*Directions*
Repeat the listing exactly, line by line.

==============================

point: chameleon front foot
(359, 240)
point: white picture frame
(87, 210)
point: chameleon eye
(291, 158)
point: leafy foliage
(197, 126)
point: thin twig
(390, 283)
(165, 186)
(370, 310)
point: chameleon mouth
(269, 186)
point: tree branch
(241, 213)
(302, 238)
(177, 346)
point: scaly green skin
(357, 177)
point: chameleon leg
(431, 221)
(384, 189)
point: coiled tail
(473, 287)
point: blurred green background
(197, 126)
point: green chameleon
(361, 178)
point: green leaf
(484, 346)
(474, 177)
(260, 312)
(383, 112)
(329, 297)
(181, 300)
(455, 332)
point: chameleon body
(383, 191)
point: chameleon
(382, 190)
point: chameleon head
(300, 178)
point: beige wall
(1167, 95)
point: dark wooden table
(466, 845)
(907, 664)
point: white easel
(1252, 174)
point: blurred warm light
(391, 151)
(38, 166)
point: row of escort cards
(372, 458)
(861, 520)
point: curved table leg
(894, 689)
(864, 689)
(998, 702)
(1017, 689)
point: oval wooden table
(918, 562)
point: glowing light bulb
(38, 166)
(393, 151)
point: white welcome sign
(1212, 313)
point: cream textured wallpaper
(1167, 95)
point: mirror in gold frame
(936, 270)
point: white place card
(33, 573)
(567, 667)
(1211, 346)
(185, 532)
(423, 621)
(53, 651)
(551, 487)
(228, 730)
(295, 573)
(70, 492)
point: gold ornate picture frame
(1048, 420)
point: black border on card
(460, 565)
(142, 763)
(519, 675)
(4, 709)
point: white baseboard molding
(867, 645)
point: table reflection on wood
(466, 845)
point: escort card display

==============================

*Problem solution*
point: chameleon front foot
(359, 240)
point: white picture frame
(87, 210)
point: chameleon eye
(291, 158)
point: leafy foliage
(197, 126)
point: thin twig
(390, 283)
(165, 186)
(370, 310)
point: chameleon mouth
(269, 186)
point: tree branch
(241, 213)
(302, 238)
(177, 346)
point: scaly green skin
(357, 177)
point: chameleon leg
(431, 221)
(384, 189)
point: coiled tail
(473, 287)
point: blurred green background
(197, 126)
point: green chameleon
(361, 178)
point: green leaf
(484, 346)
(474, 177)
(260, 312)
(383, 112)
(329, 297)
(181, 300)
(455, 332)
point: chameleon body
(383, 191)
point: chameleon
(382, 190)
point: chameleon head
(300, 178)
point: beige wall
(1167, 95)
point: dark wooden table
(466, 845)
(907, 664)
point: white easel
(1252, 174)
point: blurred warm light
(391, 151)
(38, 166)
point: row of escort cards
(372, 458)
(861, 520)
point: curved table leg
(894, 689)
(864, 689)
(998, 702)
(1017, 689)
point: oval wooden table
(918, 562)
point: glowing light bulb
(38, 166)
(393, 151)
point: white welcome sign
(1212, 313)
point: cream textured wallpaper
(1167, 95)
point: mirror in gold frame
(936, 270)
point: white place card
(33, 573)
(567, 667)
(1211, 346)
(185, 532)
(423, 621)
(53, 651)
(551, 487)
(228, 730)
(295, 573)
(70, 492)
point: gold ornate picture frame
(1048, 420)
point: black border on card
(460, 565)
(142, 763)
(519, 675)
(4, 709)
point: white baseboard molding
(867, 645)
point: table reflection on wood
(466, 845)
point: escort card display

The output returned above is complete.